• _EJERCICIOS_
[1] Responde según el hilo del foro:
(a) ¿De qué marca son los altavoces de 15 pulgadas de las cajas SP2?
(b) ¿Cuánto se menciona como gasto por altavoz en la recomendación de conseguir buenos altavoces?
(c) Según Fogonazo, ¿en qué debe estar la inversión primordial?
[2] Transcribe del hilo del foro el pasaje que va desde "No eres el único" hasta "si que suena).", sin alterar nada.

• _FRAGMENTO PROPORCIONADO_
* * * * * * * * *

Los altavoces que te van a regalar mmmm.... primero sería mejor verlos para despues armarle el amplificador.

No eres el único que quiere equipos grandes en su pieza, en este momento tengo dos cajas modelo SP2 de peavey con un altavoz cada de 15 pulgadas marca Soundbarrier (de los buenos, EEUU) 98db de sensibilidad 450 rms acompañado con 2 supertweeter selenium por caja uno bala y el otro diamante. En total 1kW de potencia, en este momento estoy usando de amplificador 2 TDA2002 suficiente para hacer una fiestita, por lo general lo uso con un equipo sony MHC-DX8 (aunque cuando me da la loca le pongo un amplificador de 500W + 500W y ahí si que suena).

Lo que más te recomiendo es que consigas buenos altavoces, aunque gaste 200dólares por altavoz a la larga te convendrá.

EDITO: https://www.forosdeelectronica.com/f34/potencia-amplificador-vs-sensibilidad-altavoz-14871/


----------



## manu_sonata (Jun 21, 2008)

Muchas graciass a todoos. Me podrian pasar distintos diagramas para compararlos con los que ya tengo?


----------



## Fogonazo (Jun 21, 2008)

Dano dijo:
			
		

> ........Lo que más te recomiendo es que consigas buenos altavoces, aunque gaste 200dólares por altavoz a la larga te convendrá......



Yo agrego 

El mejor amplificador del mundo con malos reproductores sonara ! MAL ¡
Un amplificador regular con muy buenos reproductores te sonara ! ESTUPENDO ¡

La inversión primordial deben ser los reproductores ya que de estos podras ir valorando futuros componentes de tu cadena de audio


----------



## Dano (Jun 21, 2008)

manu_sonata dijo:
			
		

> Muchas graciass a todoos. Me podrian pasar distintos diagramas para compararlos con los que ya tengo?



Creo que no haz entendido mimensaje.

Pasa por el foro de amplificador allí hay esquemas


----------



## manu_sonata (Jun 21, 2008)

por ahora no estoy buscando amplificador, prefiero esperar a tener los altavoces y luego preocuparme por eso, ando buscando buena ecualizacion, luces audioritmicas, controles de graves, agudos, medios, balance, etc.


----------



## maurice (Jun 21, 2008)

* * * * * * * * *

• _REGISTROS PROPORCIONADOS_
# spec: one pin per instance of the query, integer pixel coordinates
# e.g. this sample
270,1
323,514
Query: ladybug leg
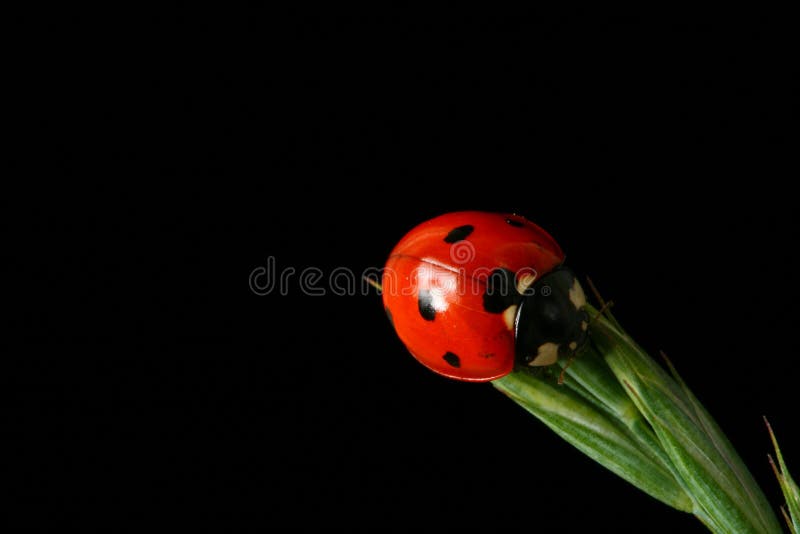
572,357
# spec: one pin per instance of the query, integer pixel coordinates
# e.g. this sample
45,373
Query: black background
172,153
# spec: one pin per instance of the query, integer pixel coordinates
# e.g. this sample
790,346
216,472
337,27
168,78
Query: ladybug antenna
374,283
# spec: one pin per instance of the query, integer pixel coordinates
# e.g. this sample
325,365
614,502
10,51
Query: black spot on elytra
452,359
459,234
501,291
426,309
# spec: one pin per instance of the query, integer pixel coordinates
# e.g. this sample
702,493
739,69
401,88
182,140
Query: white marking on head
525,281
510,316
547,355
577,296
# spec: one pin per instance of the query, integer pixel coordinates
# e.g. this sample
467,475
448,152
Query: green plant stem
623,409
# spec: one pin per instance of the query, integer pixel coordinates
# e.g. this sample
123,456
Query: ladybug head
551,320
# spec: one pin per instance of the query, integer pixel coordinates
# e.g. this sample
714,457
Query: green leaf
788,486
726,496
595,434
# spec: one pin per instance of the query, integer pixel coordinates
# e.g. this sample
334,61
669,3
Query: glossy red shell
459,338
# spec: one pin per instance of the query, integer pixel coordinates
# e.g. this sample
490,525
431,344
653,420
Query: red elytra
437,289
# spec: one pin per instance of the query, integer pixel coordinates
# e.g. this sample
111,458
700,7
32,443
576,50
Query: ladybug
474,295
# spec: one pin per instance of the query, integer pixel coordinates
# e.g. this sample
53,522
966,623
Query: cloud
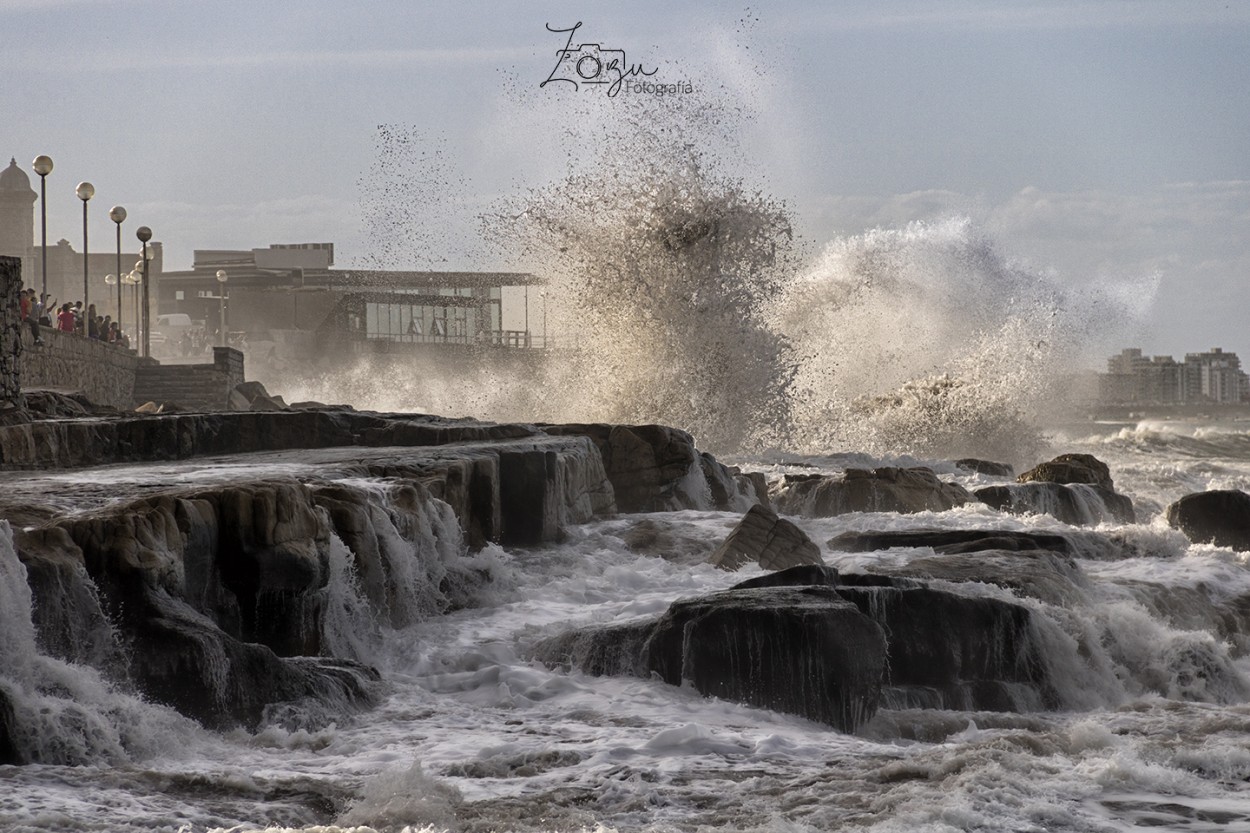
116,61
1056,14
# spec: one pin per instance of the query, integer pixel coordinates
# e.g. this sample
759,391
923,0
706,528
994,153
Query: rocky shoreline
215,594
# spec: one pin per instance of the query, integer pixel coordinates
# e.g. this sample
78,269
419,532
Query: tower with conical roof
18,218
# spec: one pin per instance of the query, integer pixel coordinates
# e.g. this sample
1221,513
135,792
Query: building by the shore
1214,377
294,289
19,228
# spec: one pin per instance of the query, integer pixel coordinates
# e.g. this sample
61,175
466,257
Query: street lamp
85,191
221,310
110,280
43,166
118,215
133,279
144,235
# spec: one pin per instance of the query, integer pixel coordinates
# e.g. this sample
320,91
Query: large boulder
798,649
765,539
955,652
1070,468
1074,488
883,489
1219,517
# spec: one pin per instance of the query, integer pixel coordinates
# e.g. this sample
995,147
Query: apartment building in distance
1214,377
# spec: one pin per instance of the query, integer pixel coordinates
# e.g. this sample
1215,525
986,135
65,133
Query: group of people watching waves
69,318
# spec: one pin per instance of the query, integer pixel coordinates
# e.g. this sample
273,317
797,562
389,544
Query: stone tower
18,217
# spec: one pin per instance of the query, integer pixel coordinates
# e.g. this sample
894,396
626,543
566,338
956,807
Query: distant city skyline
1094,141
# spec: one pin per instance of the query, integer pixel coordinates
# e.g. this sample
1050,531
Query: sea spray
661,273
928,340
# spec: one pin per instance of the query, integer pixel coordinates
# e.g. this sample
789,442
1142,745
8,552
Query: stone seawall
104,372
195,387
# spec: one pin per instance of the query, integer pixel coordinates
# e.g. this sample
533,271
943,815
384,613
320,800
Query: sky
1091,140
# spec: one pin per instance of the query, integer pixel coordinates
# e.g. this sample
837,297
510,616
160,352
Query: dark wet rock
609,651
645,463
730,487
801,651
986,467
874,579
884,489
801,575
673,542
191,666
1219,517
655,468
796,649
954,652
1036,573
9,753
1076,504
53,404
960,540
191,587
765,539
1071,468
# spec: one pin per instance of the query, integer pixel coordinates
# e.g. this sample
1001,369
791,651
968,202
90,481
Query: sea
685,297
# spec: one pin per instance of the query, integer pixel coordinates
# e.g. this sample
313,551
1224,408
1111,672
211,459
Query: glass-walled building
451,315
273,292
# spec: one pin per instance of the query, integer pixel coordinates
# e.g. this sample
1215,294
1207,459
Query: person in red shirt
65,319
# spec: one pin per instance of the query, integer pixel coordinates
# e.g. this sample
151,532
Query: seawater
474,737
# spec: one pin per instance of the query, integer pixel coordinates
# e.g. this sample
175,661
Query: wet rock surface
1219,517
765,539
1078,504
951,540
798,649
881,489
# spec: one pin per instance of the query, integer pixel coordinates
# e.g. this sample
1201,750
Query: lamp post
221,309
144,235
85,191
118,215
43,166
133,279
110,280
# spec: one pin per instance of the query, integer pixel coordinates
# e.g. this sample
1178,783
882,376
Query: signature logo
593,64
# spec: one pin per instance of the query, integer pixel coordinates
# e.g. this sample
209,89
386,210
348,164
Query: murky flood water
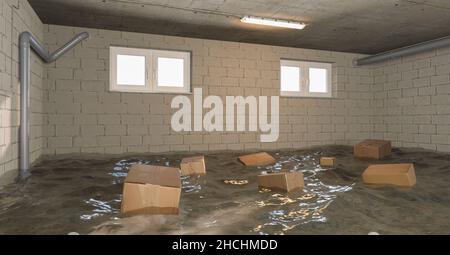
84,195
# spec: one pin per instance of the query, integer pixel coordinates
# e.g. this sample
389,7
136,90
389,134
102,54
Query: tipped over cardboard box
257,159
151,190
286,181
376,149
193,166
392,174
327,161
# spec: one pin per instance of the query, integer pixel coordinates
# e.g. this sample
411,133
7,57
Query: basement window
305,79
149,71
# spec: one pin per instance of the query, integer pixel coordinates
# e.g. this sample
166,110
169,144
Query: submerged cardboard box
376,149
151,190
327,161
393,174
193,166
286,181
257,159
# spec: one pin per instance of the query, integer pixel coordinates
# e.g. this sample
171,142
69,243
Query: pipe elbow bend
25,38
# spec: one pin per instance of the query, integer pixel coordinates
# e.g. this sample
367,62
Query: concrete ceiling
361,26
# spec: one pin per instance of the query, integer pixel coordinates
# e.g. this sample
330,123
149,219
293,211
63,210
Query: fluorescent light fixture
273,22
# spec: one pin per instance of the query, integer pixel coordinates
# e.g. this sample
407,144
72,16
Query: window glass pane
318,80
290,78
131,70
170,72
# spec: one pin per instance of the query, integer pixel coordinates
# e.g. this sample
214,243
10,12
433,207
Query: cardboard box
257,159
393,174
193,166
151,190
376,149
286,181
327,161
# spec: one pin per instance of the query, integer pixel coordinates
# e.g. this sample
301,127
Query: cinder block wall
17,16
84,117
412,100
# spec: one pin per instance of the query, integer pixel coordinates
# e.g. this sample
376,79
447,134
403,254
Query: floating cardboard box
193,166
257,159
286,181
327,161
376,149
151,190
393,174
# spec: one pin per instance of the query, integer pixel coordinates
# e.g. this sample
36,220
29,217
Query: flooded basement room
262,119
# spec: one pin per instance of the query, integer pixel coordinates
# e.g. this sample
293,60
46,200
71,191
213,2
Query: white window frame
151,65
304,78
186,72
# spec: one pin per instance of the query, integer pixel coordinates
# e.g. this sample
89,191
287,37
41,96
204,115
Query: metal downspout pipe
27,42
405,51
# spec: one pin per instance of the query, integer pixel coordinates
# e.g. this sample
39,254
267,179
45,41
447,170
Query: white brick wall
412,98
17,16
106,122
405,100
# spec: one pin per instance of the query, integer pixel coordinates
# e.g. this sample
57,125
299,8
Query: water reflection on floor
81,194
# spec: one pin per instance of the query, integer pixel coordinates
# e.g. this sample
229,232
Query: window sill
149,92
309,97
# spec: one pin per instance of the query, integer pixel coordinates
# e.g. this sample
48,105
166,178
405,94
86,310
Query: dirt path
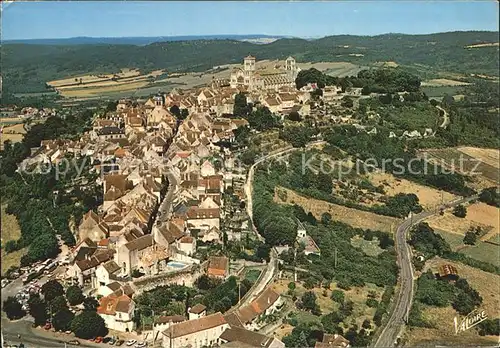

* * * * * * * * *

• _RESPUESTAS ESPERADAS_
[1]
(a) Soundbarrier.
(b) 200 dólares.
(c) En los reproductores.

[2]
No eres el único que quiere equipos grandes en su pieza, en este momento tengo dos cajas modelo SP2 de peavey con un altavoz cada de 15 pulgadas marca Soundbarrier (de los buenos, EEUU) 98db de sensibilidad 450 rms acompañado con 2 supertweeter selenium por caja uno bala y el otro diamante. En total 1kW de potencia, en este momento estoy usando de amplificador 2 TDA2002 suficiente para hacer una fiestita, por lo general lo uso con un equipo sony MHC-DX8 (aunque cuando me da la loca le pongo un amplificador de 500W + 500W y ahí si que suena).